Exercise objective. Scale the stretch of entries below from the line containing "Please pin the leafy" through the end of the entries, reproducing every line with the requests left unchanged. Multiply each x and y coordinate in the answers by 1.35 and round to whole numbers, with halves rounded up.
Start Excerpted records
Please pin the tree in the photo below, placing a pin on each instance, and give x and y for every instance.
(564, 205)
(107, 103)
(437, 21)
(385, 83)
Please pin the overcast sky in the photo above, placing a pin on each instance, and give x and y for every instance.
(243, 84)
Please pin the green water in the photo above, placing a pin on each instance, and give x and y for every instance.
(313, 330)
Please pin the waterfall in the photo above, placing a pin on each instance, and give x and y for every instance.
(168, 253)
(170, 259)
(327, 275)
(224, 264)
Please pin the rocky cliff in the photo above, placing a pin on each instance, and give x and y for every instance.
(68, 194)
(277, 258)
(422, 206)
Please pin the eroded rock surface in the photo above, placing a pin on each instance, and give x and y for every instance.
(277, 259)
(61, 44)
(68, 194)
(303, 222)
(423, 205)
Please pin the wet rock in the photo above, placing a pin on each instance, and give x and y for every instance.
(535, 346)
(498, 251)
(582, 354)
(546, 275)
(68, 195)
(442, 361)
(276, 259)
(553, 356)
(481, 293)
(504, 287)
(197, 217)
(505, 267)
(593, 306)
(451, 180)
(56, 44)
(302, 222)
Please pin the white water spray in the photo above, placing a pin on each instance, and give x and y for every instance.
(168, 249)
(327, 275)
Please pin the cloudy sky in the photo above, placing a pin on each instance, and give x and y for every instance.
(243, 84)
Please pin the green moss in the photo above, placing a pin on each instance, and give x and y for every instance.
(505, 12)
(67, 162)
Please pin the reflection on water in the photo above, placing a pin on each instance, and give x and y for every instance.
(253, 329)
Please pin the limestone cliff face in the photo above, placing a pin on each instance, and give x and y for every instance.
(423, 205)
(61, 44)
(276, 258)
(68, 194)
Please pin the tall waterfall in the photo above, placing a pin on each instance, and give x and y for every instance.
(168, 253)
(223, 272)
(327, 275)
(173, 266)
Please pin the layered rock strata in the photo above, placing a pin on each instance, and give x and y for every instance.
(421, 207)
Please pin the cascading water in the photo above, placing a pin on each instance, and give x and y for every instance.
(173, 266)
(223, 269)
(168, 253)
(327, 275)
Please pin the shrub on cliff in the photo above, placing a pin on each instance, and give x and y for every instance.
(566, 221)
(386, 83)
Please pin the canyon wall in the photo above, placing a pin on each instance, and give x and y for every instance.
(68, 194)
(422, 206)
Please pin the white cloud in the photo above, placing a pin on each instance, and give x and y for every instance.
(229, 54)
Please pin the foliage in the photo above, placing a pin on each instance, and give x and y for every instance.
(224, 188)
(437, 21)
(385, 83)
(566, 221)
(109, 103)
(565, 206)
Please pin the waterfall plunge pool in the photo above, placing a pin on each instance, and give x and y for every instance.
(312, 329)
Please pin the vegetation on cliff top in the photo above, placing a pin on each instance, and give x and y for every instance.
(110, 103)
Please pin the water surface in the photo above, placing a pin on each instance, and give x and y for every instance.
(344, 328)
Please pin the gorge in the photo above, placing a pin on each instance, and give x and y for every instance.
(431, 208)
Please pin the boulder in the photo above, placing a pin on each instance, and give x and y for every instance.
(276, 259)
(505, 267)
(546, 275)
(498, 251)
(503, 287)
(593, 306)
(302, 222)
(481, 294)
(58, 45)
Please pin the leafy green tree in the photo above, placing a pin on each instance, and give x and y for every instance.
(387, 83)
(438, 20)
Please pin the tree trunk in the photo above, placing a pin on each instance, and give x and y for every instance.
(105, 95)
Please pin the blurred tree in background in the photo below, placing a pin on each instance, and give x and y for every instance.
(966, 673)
End Excerpted records
Exercise result.
Please pin the leafy green tree in the photo above, placing a pin on each instance, and give x and y for every instance.
(522, 112)
(591, 27)
Please pin the tree trunk in the photo above, placing a pin on each instance, and give x and y for every instance.
(142, 128)
Please pin the blurred tree in background in the photo below, placing a pin on each instance, and give x and y for every instance.
(1304, 909)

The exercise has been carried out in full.